The data -
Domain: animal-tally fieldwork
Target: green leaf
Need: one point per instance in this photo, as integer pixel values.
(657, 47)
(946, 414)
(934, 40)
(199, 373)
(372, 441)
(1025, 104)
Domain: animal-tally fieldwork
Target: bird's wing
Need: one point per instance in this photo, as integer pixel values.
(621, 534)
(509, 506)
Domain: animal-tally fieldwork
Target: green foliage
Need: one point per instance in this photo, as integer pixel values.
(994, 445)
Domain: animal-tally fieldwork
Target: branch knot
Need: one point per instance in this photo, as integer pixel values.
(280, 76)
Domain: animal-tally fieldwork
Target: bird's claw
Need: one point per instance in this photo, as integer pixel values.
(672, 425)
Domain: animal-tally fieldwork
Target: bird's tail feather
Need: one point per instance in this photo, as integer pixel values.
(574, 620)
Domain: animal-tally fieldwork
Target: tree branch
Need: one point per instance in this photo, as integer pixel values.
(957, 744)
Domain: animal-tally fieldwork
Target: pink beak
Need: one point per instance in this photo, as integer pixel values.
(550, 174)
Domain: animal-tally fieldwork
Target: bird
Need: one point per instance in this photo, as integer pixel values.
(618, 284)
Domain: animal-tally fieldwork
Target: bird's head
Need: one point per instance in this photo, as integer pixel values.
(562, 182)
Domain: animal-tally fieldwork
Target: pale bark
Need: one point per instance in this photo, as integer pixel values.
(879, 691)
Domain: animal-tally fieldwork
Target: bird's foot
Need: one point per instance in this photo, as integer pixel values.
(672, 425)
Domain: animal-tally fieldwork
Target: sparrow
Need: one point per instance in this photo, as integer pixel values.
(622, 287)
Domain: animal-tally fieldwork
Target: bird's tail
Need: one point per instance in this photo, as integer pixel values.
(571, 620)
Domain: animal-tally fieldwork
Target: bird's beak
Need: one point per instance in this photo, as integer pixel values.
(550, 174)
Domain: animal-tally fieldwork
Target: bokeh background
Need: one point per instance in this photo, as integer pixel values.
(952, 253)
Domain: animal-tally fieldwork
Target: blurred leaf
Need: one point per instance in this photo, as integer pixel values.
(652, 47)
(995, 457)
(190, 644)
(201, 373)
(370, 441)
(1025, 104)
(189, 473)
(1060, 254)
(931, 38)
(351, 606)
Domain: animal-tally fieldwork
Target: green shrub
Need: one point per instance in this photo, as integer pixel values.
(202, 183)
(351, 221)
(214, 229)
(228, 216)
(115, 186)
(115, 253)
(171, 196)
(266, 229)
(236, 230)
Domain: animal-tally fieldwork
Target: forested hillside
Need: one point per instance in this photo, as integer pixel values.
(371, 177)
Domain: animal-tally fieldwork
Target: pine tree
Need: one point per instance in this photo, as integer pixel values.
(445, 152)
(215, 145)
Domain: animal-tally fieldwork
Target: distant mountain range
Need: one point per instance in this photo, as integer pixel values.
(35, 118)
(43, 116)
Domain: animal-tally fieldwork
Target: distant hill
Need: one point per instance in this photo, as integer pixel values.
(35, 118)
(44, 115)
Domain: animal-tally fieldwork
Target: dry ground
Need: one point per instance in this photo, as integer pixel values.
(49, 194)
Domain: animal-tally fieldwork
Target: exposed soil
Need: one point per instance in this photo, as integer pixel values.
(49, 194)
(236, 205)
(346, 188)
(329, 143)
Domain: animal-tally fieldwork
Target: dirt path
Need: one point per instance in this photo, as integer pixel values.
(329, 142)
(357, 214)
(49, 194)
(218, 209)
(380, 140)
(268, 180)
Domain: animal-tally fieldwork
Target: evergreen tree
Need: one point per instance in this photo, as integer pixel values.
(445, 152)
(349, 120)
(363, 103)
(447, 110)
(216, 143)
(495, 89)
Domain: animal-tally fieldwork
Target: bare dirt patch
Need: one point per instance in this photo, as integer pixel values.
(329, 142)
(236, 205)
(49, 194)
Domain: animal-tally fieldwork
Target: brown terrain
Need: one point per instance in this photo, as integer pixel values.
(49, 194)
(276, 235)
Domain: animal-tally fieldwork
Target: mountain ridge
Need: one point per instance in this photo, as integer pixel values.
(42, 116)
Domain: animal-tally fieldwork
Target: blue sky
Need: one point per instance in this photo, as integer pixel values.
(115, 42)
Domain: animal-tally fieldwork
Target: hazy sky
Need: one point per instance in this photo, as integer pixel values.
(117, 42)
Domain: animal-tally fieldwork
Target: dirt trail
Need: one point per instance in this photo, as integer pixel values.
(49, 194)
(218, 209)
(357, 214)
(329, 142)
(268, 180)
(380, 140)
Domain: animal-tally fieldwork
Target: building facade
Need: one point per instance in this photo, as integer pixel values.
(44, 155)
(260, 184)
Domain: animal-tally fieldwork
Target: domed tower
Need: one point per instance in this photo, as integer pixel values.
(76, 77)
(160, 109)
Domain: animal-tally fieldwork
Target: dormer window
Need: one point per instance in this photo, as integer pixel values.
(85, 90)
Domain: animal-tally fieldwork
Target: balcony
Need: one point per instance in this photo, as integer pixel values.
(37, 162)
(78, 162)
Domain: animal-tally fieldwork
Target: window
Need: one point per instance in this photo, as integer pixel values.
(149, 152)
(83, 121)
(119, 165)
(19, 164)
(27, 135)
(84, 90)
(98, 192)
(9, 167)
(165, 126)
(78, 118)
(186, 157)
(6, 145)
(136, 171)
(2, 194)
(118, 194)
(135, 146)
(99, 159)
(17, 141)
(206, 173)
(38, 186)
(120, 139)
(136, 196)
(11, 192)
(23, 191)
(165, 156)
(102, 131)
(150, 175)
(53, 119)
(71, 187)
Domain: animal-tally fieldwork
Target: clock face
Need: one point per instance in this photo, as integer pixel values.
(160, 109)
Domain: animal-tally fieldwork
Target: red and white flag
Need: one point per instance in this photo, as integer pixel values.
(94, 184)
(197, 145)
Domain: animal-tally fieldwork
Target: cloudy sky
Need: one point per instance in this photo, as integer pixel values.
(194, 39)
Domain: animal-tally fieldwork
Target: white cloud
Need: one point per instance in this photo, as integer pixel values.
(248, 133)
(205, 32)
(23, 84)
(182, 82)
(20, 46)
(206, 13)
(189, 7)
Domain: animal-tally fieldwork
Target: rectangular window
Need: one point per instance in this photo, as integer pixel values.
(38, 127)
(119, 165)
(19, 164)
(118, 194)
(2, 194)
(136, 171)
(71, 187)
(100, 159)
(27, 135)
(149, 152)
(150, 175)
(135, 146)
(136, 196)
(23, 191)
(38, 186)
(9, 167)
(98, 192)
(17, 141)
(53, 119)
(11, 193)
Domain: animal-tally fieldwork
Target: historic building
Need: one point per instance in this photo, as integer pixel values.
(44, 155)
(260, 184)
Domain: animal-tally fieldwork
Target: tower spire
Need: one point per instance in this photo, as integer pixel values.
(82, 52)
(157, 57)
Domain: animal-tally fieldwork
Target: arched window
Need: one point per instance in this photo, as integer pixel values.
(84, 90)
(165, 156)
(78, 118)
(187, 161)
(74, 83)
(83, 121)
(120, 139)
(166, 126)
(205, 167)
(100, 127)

Short problem -
Extract every line that contains the word "white", treating uppercase and lowercase as distinct.

Reply to the task -
Target: red and white flag
Target: white cloud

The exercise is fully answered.